● REQUIRED TASK
Rewrite every line of the rows below as a numbered list, omitting blank lines. Leave the pictures out of your answer.

Detection annotation rows:
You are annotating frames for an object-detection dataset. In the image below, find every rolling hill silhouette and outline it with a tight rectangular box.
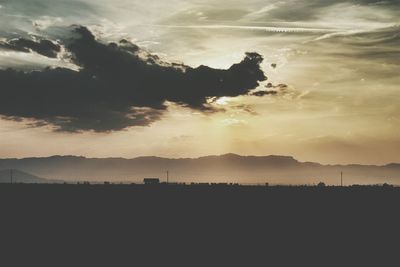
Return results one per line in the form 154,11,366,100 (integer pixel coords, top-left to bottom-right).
0,154,400,184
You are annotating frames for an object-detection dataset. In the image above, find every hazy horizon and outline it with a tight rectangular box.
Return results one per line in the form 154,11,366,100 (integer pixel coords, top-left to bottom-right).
0,0,400,165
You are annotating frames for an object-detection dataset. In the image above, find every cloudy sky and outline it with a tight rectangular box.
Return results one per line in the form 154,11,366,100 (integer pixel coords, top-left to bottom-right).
0,0,400,164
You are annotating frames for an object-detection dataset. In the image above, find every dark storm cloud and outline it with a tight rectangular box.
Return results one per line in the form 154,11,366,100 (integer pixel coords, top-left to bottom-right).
0,38,61,58
0,27,266,132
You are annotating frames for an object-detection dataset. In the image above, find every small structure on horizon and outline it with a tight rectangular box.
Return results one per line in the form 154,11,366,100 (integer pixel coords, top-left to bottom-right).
143,178,160,184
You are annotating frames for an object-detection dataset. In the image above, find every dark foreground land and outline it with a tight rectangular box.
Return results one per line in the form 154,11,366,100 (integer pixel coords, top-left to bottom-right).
0,184,400,266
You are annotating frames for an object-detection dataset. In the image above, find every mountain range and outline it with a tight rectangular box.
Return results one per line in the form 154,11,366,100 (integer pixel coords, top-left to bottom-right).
0,154,400,184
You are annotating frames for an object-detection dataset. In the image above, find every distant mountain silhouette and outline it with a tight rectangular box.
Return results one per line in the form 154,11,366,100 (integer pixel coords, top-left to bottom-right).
0,154,400,184
0,169,60,184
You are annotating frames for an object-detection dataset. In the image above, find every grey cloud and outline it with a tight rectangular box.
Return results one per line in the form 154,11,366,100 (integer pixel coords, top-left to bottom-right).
0,38,61,58
0,26,266,132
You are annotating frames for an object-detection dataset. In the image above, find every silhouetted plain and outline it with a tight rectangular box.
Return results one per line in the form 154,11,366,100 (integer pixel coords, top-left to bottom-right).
0,183,400,266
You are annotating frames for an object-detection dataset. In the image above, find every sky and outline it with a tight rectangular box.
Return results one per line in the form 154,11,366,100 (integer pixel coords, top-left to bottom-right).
0,0,400,164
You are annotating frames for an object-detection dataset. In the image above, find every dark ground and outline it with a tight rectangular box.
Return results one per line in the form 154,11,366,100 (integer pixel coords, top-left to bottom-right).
0,184,400,267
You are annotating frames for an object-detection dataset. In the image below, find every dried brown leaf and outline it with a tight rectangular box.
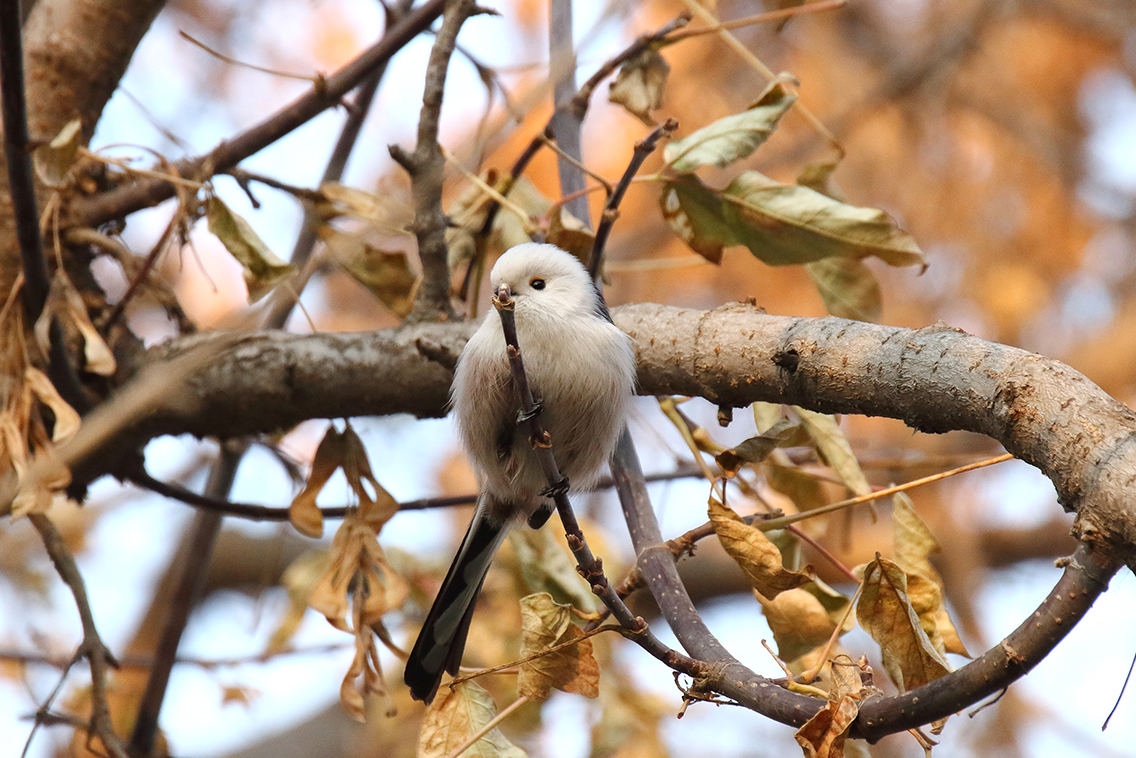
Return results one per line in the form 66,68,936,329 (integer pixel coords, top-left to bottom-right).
715,418,810,477
206,194,295,302
707,498,816,598
416,682,526,758
793,655,862,758
608,48,670,126
857,553,951,692
32,118,83,188
892,492,970,658
324,230,419,318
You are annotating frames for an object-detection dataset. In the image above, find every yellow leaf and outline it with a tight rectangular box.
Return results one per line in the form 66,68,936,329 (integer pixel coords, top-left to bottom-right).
758,585,852,664
324,230,418,317
35,269,116,376
857,553,951,692
509,530,596,613
793,655,862,758
32,118,83,188
416,682,526,758
24,366,81,442
287,426,346,538
892,492,970,658
517,592,600,702
793,406,871,495
707,498,816,598
608,48,670,126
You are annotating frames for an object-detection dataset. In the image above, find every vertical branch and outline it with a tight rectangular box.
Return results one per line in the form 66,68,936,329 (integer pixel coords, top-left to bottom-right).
29,513,126,758
0,1,49,322
131,444,247,756
549,0,591,226
265,0,410,328
390,0,479,322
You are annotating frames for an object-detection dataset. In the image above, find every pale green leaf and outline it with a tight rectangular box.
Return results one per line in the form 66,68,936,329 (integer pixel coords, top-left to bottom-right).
608,48,670,126
804,258,884,322
793,406,871,497
206,195,295,302
416,682,527,758
855,553,951,692
662,82,796,173
32,118,83,186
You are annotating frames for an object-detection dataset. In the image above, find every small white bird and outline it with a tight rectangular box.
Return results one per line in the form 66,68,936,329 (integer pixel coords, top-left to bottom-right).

● RESPONSE TO THIS TASK
1. You are annotating frames for an object-detection dataset. In the image below, find every rolling hill silhouette and outline it with a tight rectangular box.
2. Return results one per line in the form 154,11,366,100 (integer pixel coords, top-left to bottom-right).
3. 0,154,400,184
4. You are annotating frames for an object-detection dataset. In the image above, find every hazy horizon and outline it with a tight rectangular box.
5. Return results one per line in the form 154,11,366,100 (integer pixel coords, top-left to bottom-right).
6. 0,0,400,165
7. You are annotating frames for an object-detection dataset. In the image above, find every cloudy sky and outline it with a tight rectangular box.
8. Return results one per line in the form 154,11,366,100 (integer pixel coords, top-left to bottom-right).
9. 0,0,400,164
10. You are annotating frames for an object-detection dataset. In the image above, find every dark storm cloud and outline it with a tight rectangular box.
11. Return results one per line in the form 154,11,366,100 (integer pixel coords, top-left to bottom-right).
12. 0,38,61,58
13. 0,27,266,132
14. You are annotating frames for an object-detection dataset. In the image above, find every small structure on horizon and outline it with a tight rectangular box.
15. Return results one per line in the form 154,11,366,100 (integer pixel coords, top-left to bottom-right).
16. 143,178,160,184
17. You are annotating frames for an object-detection dataset. In the image above, find every dark foreground land and outline it with a tight rectangular box.
18. Return results one per line in the form 154,11,366,100 (integer pixel coords, top-left to bottom-right).
19. 0,184,400,266
20. You are annotating frames for an object-detection dataset. In the image above, find every mountain range and outline it with a tight rectangular box.
21. Return results one per line in the form 154,11,366,100 (integer pixel coords, top-left to bottom-right).
22. 0,154,400,184
23. You are annotating frames for an object-detection dataset. In the image above, find every distant mountain silhouette and outline it with a tight rectangular box.
24. Return results one per line in the form 154,11,366,100 (integer pixel coords, top-left to bottom-right).
25. 0,154,400,184
26. 0,169,60,184
27. You are annotating frames for an object-detection dataset. In the image above, find every grey cloud and outline it with a tight rectangular box.
28. Return results one per line in the form 154,11,366,100 (integer pixel coords, top-left to bottom-right).
29. 0,38,61,58
30. 0,26,266,132
31. You are annotating frames for an object-detection dataset. In the image above, find every silhouetted plain and outline it with a tight rectangular box.
32. Return results one per line in the form 154,11,366,100 (integer pixel coords, top-left to bottom-right).
33. 0,183,400,266
34. You are annotating frames for an object-detection dataset. In the image above, find every sky and outline it with a tight rectangular box.
35. Return results one per line in the form 154,11,366,100 (integer pixel coords, top-left to bottom-right).
36. 0,0,400,164
37. You are annotating frames for an object-detection dataset. In the image above, find every dark ground and outline it with a tight rectangular box.
38. Return results one per line in the form 154,11,366,100 (integer pixel coords, top-left to bottom-right).
39. 0,184,400,267
40. You are annotating frames for an object-detection dataset. In the image below, find every dried brown leaf and outline it with a tight rectangular box.
41. Return results one per line in the form 66,68,936,329 (integer pixel coords, top-left to bottom-right).
42. 715,418,810,477
43. 206,194,295,302
44. 707,498,816,598
45. 416,682,526,758
46. 793,655,862,758
47. 608,48,670,126
48. 857,553,951,692
49. 32,118,83,188
50. 892,492,970,658
51. 324,230,419,318
52. You are annotating frames for an object-detection dataset. In the image above, find every yellow leaf and outline it with a tight rectangular box.
53. Return results one per line in the form 66,68,936,329 (integer pixel coords, top-left to bottom-right).
54. 758,585,852,664
55. 324,230,418,317
56. 35,269,116,376
57. 857,553,951,692
58. 509,530,596,613
59. 793,655,862,758
60. 32,118,83,188
61. 416,682,526,758
62. 24,366,81,442
63. 287,426,346,538
64. 892,492,970,658
65. 517,592,600,702
66. 793,406,871,495
67. 707,498,816,598
68. 608,48,670,126
69. You are annotating frames for an object-detection dataset. In the image above, find every vertical branch and outline it with a tight rectangular box.
70. Return results one per line in the form 66,68,936,329 (integer pixel coords, top-left to bottom-right).
71. 29,513,126,758
72. 0,1,49,322
73. 131,444,247,756
74. 549,0,591,226
75. 265,0,410,328
76. 390,0,479,322
77. You are annotating frames for an object-detection dataset. In the image above, find every pale green leaf and outline it with a tight rectangular box.
78. Return results one per line in the form 66,68,936,329 (integer pixel coords, top-left to bottom-right).
79. 608,48,670,126
80. 804,258,884,322
81. 793,406,871,497
82. 206,195,295,302
83. 416,682,527,758
84. 855,553,951,692
85. 662,82,796,173
86. 32,118,83,186
87. You are annotating frames for an object-detection dataset. In the image above, find every small white bird and outline it with a tight rectangular box.
88. Return results one per line in the form 66,68,936,329 (integer pixel coords, top-left to bottom-right).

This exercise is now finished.